• Records provided
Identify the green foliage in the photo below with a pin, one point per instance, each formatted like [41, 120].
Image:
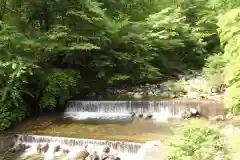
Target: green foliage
[14, 78]
[199, 141]
[60, 86]
[229, 34]
[97, 43]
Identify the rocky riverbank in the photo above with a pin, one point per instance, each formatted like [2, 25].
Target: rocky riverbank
[196, 88]
[48, 151]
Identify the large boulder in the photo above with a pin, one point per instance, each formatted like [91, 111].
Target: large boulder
[152, 150]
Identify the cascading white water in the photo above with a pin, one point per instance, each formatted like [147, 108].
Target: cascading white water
[120, 109]
[128, 148]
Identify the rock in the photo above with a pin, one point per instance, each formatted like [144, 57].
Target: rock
[228, 130]
[217, 118]
[137, 95]
[56, 148]
[140, 115]
[130, 93]
[93, 156]
[106, 149]
[79, 153]
[192, 95]
[191, 112]
[195, 112]
[132, 114]
[39, 148]
[109, 157]
[44, 148]
[186, 113]
[20, 147]
[150, 93]
[214, 89]
[229, 116]
[152, 150]
[148, 116]
[82, 155]
[104, 156]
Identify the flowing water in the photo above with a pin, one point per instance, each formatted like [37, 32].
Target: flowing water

• Work to be completed
Rewrite the lines from the one holding "Identify the flowing" through the end of the rows, inclusive, replacing "flowing water" with "rushing water" and leaving everything else unchanged.

• Worked answer
Identify the rushing water in the photo above with a pin, one point per instance, each formatted like [37, 32].
Target: rushing water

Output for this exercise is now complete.